INSTRUCTIONS FOR THE TASK »
Answer these questions using the piece on guilt below.
1. How does the piece define shame?
2. What is the first type of guilt it describes?
3. Who is Cathy?

PAGE EXCERPT »
•••••

You Do Not Have to be Good

This week – a word about guilt.  Yeah, that should keep everybody reading…

Most of us know the difference between guilt and shame. Guilt is believing you’ve done something bad. Shame is believing you are bad. Guilt can be good. Shame is never good. There are also guilt-based and shame-based cultures. In a guilt-based culture, there is no greater moral failure than violating your own conscience. In a shame-based culture, there is no greater moral failure than losing face. America has always been primarily a guilt-based culture, though of late we see shame-based ideas gaining strength in ways I find disturbing. At the moment, however, we remain a culture in which the greatest moral failure is to violate your own conscience.

With that in mind, I want to look at the three different types of guilt. Guilt as responsibility is the kind of guilt with which we are best acquainted. Guilt as responsibility is recognizing that I have done something wrong that brings harm to another. After recognition, it is my responsibility, where possible, to make restitution. After recognition and restitution, I am released from my guilt. Most of us have plenty of experience with guilt as responsibility. We live it on a regular basis, maybe even this week. Not that I am confessing to any specific guilt-producing failings in the last day or two, mind you.

A second type of guilt is pseudo-guilt or false guilt. False guilt is what you feel when you establish a healthy boundary for yourself but feel badly about it. For reasons buried in your childhood, you do not think you have the right to meet your own needs before meeting the needs of another.

I used to have a friend who was constantly asking me to set aside my own needs to meet his needs. Much to the chagrin of Cathy, my wife, I always readily complied. When you do not think you have permission to take care of yourself, you acquiesce to the needs of others. Unfortunately, when you do that, someone close to you will pay a price, and it will usually be the person or people with whom you feel the most secure. Most often, it will be your spouse. You take advantage of the person who loves you most so you can meet the needs of another in whose love you are not secure. And you do it all because if you dare say no, you’ll feel guilty about it.

Most of us were taught to be polite rather than honest, accommodating rather than self-protective, and submissive rather than assertive. To be anything else makes us feel guilty. False guilt is a defense against the deeper anxiety of not feeling permission to be yourself. The solution is to give yourself to permission to establish boundaries that protect you. You cannot love your neighbor if you do not first love yourself.

•••••

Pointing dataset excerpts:
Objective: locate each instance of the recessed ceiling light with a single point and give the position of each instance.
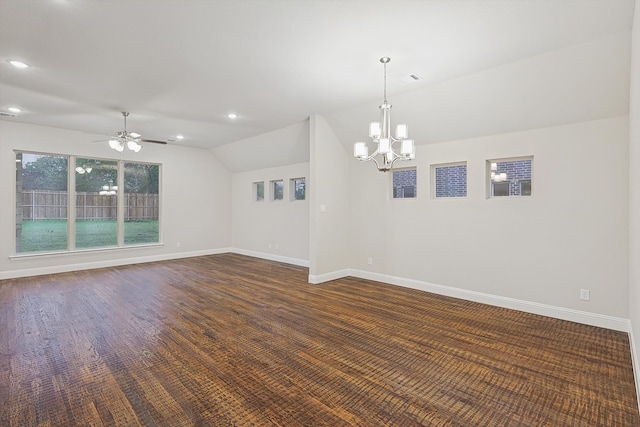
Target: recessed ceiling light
(18, 64)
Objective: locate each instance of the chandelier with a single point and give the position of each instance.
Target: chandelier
(385, 154)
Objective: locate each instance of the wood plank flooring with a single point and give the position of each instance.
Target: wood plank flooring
(229, 340)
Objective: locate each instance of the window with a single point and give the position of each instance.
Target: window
(42, 203)
(141, 203)
(298, 188)
(449, 180)
(509, 177)
(404, 183)
(258, 191)
(96, 203)
(277, 190)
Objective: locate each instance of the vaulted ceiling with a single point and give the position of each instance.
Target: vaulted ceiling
(181, 66)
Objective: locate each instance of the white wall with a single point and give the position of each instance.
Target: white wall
(634, 197)
(277, 230)
(329, 210)
(281, 147)
(571, 234)
(195, 200)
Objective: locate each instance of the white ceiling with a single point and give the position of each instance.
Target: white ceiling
(180, 66)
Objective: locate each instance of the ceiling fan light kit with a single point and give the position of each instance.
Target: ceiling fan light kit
(130, 140)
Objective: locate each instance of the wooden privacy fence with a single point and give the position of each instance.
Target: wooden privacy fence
(44, 204)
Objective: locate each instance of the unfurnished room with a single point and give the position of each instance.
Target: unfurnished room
(320, 213)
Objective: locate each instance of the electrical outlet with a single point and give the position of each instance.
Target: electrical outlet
(585, 295)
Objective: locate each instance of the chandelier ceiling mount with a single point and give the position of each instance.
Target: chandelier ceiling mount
(385, 155)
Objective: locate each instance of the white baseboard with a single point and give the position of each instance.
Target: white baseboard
(593, 319)
(635, 358)
(64, 268)
(321, 278)
(271, 257)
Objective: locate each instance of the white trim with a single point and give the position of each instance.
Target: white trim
(271, 257)
(593, 319)
(635, 360)
(315, 279)
(105, 264)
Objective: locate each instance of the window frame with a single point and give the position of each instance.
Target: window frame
(273, 192)
(415, 186)
(255, 194)
(489, 184)
(72, 164)
(292, 189)
(434, 184)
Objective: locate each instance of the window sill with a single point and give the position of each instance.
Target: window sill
(32, 255)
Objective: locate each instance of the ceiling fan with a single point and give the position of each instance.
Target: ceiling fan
(131, 140)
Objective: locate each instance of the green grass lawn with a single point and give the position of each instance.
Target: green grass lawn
(51, 235)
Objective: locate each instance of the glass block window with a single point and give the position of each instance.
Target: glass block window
(405, 183)
(298, 188)
(510, 177)
(450, 180)
(277, 189)
(258, 191)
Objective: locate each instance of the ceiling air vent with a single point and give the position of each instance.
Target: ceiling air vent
(411, 78)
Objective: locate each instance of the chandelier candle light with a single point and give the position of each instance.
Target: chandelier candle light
(380, 133)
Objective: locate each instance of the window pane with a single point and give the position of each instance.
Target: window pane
(510, 177)
(258, 191)
(41, 203)
(451, 181)
(298, 186)
(96, 203)
(141, 203)
(404, 183)
(278, 189)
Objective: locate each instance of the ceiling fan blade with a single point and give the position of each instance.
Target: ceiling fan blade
(154, 141)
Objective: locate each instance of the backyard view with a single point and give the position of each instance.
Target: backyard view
(43, 202)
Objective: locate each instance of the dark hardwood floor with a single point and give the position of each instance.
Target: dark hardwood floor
(230, 340)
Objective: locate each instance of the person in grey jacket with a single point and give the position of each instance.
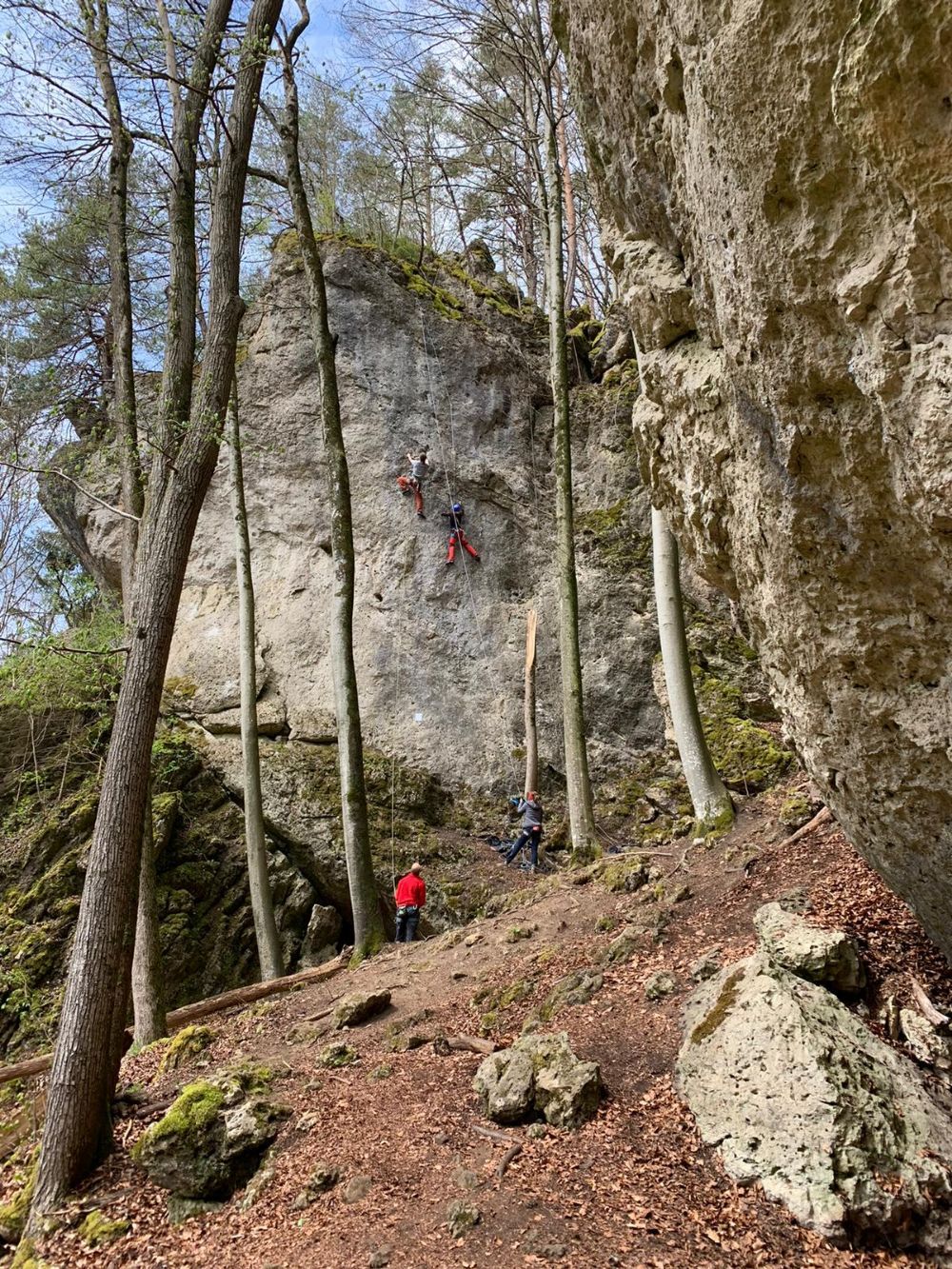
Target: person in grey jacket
(413, 484)
(531, 811)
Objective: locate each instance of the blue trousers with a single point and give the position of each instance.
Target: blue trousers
(407, 921)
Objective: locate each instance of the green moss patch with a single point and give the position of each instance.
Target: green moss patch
(98, 1230)
(723, 1006)
(608, 537)
(187, 1044)
(188, 1117)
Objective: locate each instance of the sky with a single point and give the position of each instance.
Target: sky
(25, 199)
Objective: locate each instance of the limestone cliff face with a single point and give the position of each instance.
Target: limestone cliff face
(776, 182)
(440, 650)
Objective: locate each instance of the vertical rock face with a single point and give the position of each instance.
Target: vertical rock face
(776, 183)
(440, 650)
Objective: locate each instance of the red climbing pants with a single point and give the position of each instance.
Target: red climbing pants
(459, 536)
(410, 485)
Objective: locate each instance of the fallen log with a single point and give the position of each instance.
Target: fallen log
(928, 1010)
(445, 1044)
(179, 1018)
(822, 816)
(494, 1135)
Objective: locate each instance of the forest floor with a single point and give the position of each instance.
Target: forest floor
(634, 1187)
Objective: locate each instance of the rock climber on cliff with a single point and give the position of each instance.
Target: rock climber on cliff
(409, 896)
(457, 538)
(413, 484)
(531, 811)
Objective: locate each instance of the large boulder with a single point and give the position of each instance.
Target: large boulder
(828, 957)
(213, 1136)
(775, 183)
(799, 1094)
(540, 1075)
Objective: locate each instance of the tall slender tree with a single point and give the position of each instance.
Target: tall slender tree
(78, 1130)
(577, 764)
(269, 959)
(710, 799)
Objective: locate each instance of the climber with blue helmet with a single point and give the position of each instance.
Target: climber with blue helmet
(455, 515)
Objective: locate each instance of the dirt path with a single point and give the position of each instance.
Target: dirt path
(632, 1188)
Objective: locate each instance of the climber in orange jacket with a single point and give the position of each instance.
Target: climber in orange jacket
(456, 533)
(413, 484)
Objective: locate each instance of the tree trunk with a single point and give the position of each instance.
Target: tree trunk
(269, 959)
(577, 763)
(368, 922)
(78, 1130)
(148, 994)
(711, 801)
(529, 705)
(148, 975)
(571, 232)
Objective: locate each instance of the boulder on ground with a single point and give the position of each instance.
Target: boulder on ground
(360, 1006)
(799, 1094)
(661, 985)
(828, 957)
(211, 1140)
(505, 1084)
(540, 1075)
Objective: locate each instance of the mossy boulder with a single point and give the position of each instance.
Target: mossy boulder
(98, 1230)
(13, 1214)
(539, 1077)
(213, 1136)
(625, 873)
(463, 1218)
(186, 1044)
(796, 810)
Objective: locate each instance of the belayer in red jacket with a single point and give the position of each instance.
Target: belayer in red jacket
(409, 898)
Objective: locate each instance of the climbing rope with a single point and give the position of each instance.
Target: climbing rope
(392, 762)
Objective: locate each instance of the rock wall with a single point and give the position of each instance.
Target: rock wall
(776, 182)
(440, 651)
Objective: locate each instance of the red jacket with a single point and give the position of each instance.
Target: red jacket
(411, 891)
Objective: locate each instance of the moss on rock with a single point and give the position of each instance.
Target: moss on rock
(188, 1043)
(98, 1230)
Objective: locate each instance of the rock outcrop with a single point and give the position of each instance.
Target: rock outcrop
(451, 365)
(798, 1093)
(776, 184)
(828, 957)
(213, 1136)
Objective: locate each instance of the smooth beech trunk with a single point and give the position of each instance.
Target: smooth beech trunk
(368, 922)
(711, 801)
(78, 1128)
(148, 981)
(269, 959)
(148, 975)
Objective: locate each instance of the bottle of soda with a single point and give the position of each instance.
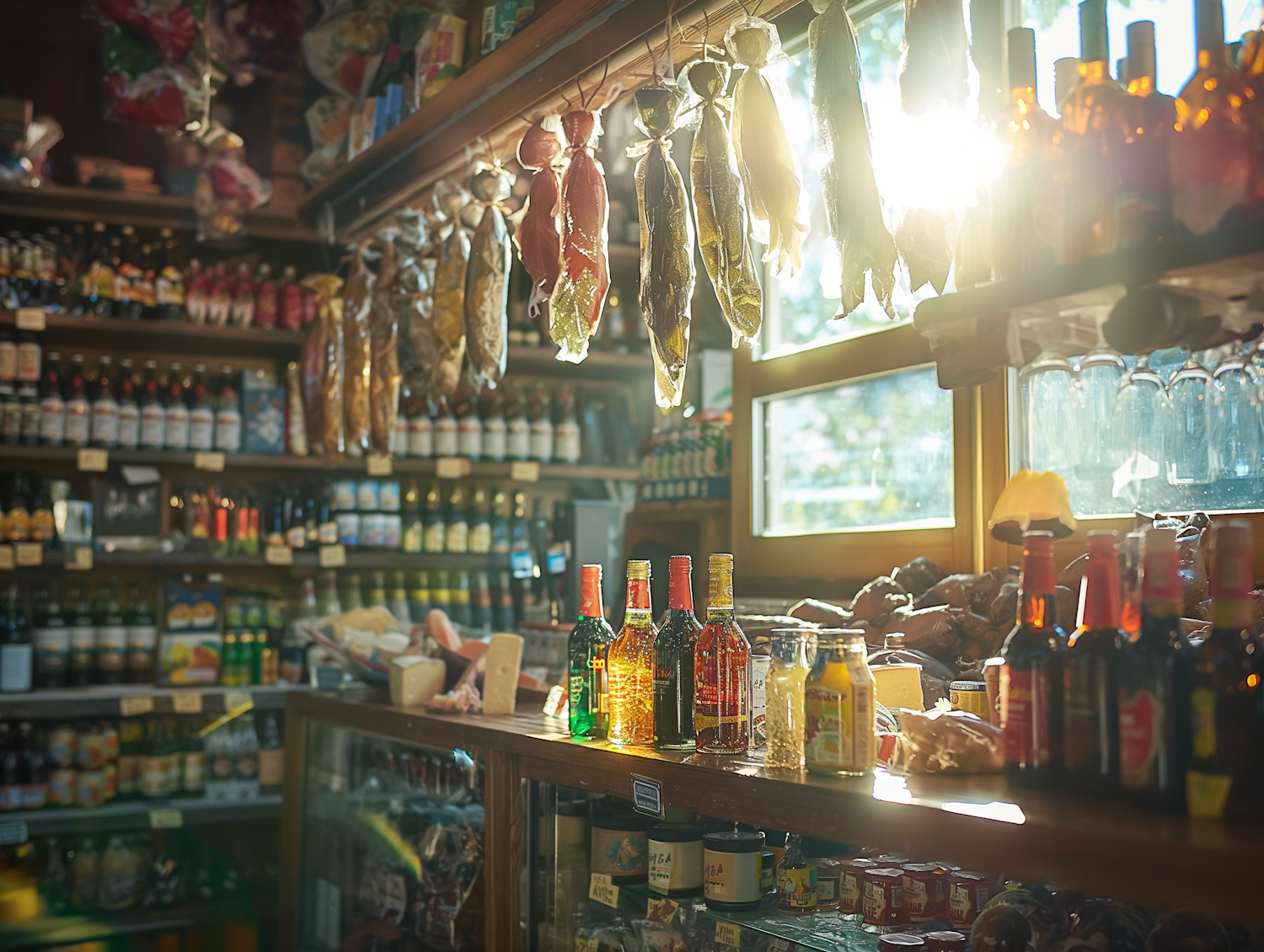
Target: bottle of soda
(1031, 674)
(1090, 686)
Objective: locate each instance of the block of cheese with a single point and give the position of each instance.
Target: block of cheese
(415, 679)
(501, 678)
(899, 686)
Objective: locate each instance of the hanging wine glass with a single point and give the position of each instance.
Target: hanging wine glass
(1138, 417)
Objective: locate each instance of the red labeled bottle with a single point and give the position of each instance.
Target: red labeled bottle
(1031, 674)
(1089, 674)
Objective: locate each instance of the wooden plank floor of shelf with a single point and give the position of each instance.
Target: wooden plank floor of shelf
(976, 822)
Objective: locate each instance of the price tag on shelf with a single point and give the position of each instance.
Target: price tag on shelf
(80, 558)
(603, 893)
(166, 820)
(525, 472)
(331, 557)
(30, 318)
(29, 554)
(94, 460)
(139, 704)
(452, 468)
(186, 702)
(210, 462)
(728, 934)
(278, 555)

•••••

REPLY TO THE TASK »
1. Believing you are bad.
2. Guilt as responsibility.
3. The writer's wife.